### Requirements
The records below hold pictures; please leave those out and retype the rest exactly.
══ Records for this task ══
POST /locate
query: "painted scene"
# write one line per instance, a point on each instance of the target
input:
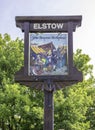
(48, 54)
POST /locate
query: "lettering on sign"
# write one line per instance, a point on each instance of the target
(52, 26)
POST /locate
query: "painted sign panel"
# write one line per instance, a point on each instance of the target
(48, 54)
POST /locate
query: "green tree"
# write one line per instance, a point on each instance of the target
(72, 103)
(11, 57)
(21, 108)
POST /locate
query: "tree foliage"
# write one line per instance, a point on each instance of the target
(21, 108)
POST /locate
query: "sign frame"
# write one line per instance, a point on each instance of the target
(69, 25)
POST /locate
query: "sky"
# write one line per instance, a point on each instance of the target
(83, 38)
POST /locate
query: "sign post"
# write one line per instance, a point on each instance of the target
(48, 57)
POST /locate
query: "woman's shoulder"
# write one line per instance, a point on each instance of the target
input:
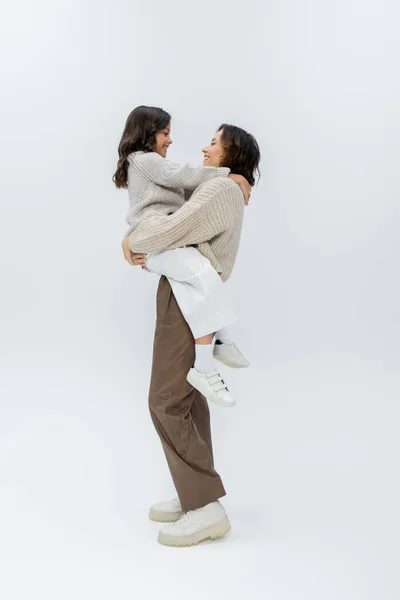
(220, 184)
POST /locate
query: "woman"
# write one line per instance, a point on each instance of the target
(211, 220)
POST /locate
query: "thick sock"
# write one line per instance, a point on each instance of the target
(224, 335)
(204, 362)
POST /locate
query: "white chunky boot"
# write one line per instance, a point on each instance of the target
(208, 522)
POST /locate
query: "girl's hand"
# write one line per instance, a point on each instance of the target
(132, 257)
(243, 184)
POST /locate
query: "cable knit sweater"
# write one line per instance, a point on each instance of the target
(157, 186)
(211, 220)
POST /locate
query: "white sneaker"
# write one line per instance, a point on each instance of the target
(212, 386)
(166, 512)
(230, 355)
(208, 522)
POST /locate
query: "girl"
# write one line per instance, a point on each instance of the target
(159, 187)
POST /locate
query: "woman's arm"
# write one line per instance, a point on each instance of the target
(211, 210)
(161, 171)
═══
### Solution for this problem
POST /locate
query: "painted scene"
# write one line per instance, a point on each instance of the target
input:
(48, 54)
POST /locate
query: "lettering on sign"
# write one line per instance, a point on each instance of the target
(52, 26)
POST /locate
query: "painted sign panel"
# write one line per instance, a point on each instance of the target
(48, 54)
POST /locate
query: "green tree"
# write one line per instance, a point on each instance of the target
(72, 103)
(11, 57)
(21, 108)
POST /locate
query: "tree foliage"
# write one line per instance, a point on each instance of the target
(21, 108)
POST /locate
query: "sign frame"
# write one line per instance, a point on each instance of the target
(69, 25)
POST /locate
query: "sky"
# write one line per instance, a point on each instance of the target
(83, 38)
POST /locate
query: "sign post"
# write one line per instance, a point on each instance of the target
(48, 57)
POST /locate
query: "woman's shoulder"
# write one line per instance, a point on each instance of the target
input:
(220, 184)
POST /locate
query: "woman"
# write one line per instance, a point on each instance of the target
(211, 220)
POST /locate
query: "thick sock"
# write one line per instance, a point on each instance of the target
(224, 335)
(204, 362)
POST /locate
query: "white chunky boot"
# write one line per instance, a point on each instance of the target
(208, 522)
POST /locate
query: "girl's hand"
# write one line per instance, a point on each instance of the target
(132, 257)
(243, 184)
POST /locate
query: "cable knit sweater"
# write one line per instance, a point on each instance of the target
(157, 186)
(211, 220)
POST /locate
query: "white sneaker"
# write one line per instance, a point on each instance of the target
(212, 386)
(166, 512)
(230, 355)
(208, 522)
POST /locate
query: "girl"
# write one line per instance, a point on each instance of the target
(159, 187)
POST /locate
query: "woman's arm"
# write one line per instance, a point on each instance of the target
(211, 210)
(161, 171)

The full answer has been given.